What you have to do: Pull out every line below that contains the word "balcony".

───── Given information

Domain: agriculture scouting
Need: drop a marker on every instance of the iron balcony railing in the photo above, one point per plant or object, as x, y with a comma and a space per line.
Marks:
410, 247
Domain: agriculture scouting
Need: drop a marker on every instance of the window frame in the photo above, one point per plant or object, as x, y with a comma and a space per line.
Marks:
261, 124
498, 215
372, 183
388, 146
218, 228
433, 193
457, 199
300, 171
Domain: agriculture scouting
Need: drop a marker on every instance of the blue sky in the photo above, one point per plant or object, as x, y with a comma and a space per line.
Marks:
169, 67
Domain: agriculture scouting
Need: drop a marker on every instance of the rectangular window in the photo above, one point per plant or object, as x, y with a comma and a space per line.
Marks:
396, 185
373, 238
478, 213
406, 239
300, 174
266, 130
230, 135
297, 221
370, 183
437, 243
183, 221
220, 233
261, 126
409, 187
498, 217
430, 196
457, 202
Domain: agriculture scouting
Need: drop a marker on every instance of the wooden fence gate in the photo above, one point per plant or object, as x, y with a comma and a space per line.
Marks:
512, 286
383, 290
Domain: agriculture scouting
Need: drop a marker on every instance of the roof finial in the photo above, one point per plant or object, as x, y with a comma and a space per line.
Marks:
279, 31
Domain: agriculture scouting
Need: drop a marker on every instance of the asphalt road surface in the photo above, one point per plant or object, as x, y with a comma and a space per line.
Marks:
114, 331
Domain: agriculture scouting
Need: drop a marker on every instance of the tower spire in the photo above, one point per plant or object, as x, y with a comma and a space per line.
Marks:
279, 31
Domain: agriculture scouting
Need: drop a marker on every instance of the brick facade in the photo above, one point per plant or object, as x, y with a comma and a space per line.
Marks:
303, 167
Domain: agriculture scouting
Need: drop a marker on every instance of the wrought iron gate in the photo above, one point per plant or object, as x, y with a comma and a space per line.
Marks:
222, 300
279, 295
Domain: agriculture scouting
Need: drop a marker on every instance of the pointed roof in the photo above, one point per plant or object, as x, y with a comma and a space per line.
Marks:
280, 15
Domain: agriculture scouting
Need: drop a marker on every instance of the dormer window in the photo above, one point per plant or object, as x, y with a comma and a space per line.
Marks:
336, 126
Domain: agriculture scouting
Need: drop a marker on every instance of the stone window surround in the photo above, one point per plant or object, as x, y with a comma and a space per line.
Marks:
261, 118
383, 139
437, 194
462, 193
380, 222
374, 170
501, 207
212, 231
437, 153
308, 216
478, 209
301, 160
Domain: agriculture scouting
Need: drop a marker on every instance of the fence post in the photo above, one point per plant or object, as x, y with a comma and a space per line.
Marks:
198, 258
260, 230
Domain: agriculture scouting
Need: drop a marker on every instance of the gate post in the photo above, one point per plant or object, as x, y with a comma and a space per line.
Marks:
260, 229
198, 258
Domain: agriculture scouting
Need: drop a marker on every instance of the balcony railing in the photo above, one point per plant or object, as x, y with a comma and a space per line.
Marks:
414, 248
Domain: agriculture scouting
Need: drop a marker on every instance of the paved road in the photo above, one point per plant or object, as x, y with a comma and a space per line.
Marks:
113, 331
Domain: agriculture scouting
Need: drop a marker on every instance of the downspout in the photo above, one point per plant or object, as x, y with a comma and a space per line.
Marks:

──────────

Result of the exercise:
Need: drop a marker on every instance of the iron balcony railing in the photo above, one point per plant or object, as x, y with a comma and a space per line.
Need: drop a marker on every instance of the balcony railing in the photo above, one point per plant or object, as x, y with a comma and a space per line.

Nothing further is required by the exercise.